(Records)

»»

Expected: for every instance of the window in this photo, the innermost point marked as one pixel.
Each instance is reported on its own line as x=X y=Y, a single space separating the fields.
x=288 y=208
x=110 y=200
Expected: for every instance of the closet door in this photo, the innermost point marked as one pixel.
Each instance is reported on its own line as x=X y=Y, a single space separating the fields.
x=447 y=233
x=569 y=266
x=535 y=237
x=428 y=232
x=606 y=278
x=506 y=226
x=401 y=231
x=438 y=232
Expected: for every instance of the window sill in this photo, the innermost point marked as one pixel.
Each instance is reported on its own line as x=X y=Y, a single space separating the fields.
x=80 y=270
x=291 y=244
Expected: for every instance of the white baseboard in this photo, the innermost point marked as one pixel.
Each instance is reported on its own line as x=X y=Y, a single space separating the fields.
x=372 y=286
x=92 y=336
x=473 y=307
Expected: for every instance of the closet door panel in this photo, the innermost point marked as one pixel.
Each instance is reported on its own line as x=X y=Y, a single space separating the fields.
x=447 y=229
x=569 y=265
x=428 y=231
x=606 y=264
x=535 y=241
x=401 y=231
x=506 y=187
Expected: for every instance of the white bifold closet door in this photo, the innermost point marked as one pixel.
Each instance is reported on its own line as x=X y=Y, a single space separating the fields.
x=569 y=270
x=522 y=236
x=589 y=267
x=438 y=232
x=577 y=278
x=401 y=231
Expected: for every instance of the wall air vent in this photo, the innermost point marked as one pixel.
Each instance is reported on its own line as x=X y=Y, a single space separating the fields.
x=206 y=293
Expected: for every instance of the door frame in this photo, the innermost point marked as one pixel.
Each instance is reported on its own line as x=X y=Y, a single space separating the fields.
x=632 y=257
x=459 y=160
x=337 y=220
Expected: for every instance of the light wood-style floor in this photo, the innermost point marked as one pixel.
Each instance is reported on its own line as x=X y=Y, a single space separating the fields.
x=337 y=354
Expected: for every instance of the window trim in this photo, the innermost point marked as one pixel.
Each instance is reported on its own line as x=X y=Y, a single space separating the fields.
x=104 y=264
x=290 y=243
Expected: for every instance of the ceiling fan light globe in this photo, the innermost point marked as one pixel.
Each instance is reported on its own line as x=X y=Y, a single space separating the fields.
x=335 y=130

««

**Problem statement:** Rewrite the lines from the first one up to and including the line with "x=506 y=187", putting "most central" in place of "innermost" and leaving everything else unchanged.

**Solution to this exercise:**
Expected: for every instance of the window in this photo, the most central point marked as one pixel.
Each instance is reported on its own line as x=X y=Y, a single space separating the fields.
x=288 y=208
x=110 y=200
Expected: for every instance of the closet door in this photo, the most central point marked as one pixel.
Each instance is reported on its own line as x=X y=Y, a single space separating the fields.
x=447 y=233
x=569 y=266
x=535 y=237
x=428 y=232
x=606 y=278
x=506 y=226
x=401 y=231
x=438 y=232
Expected: for every instance of the window sill in this photo, the most central point marked as one pixel.
Each instance is reported on its own line as x=X y=Y, a single space separating the fields.
x=80 y=270
x=291 y=244
Expected: for every instance of the white baseboard in this photo, the most central point marked as one pixel.
Each instance is reported on its own line as x=X y=Y, a single space separating the fields.
x=372 y=286
x=92 y=336
x=473 y=307
Expected: for every instance of the closet door panel in this photo, the most central point marked as one pixel.
Each instance is reported on its own line as x=X y=Y, a single space separating the fields.
x=447 y=229
x=569 y=265
x=428 y=231
x=606 y=264
x=535 y=241
x=401 y=231
x=506 y=187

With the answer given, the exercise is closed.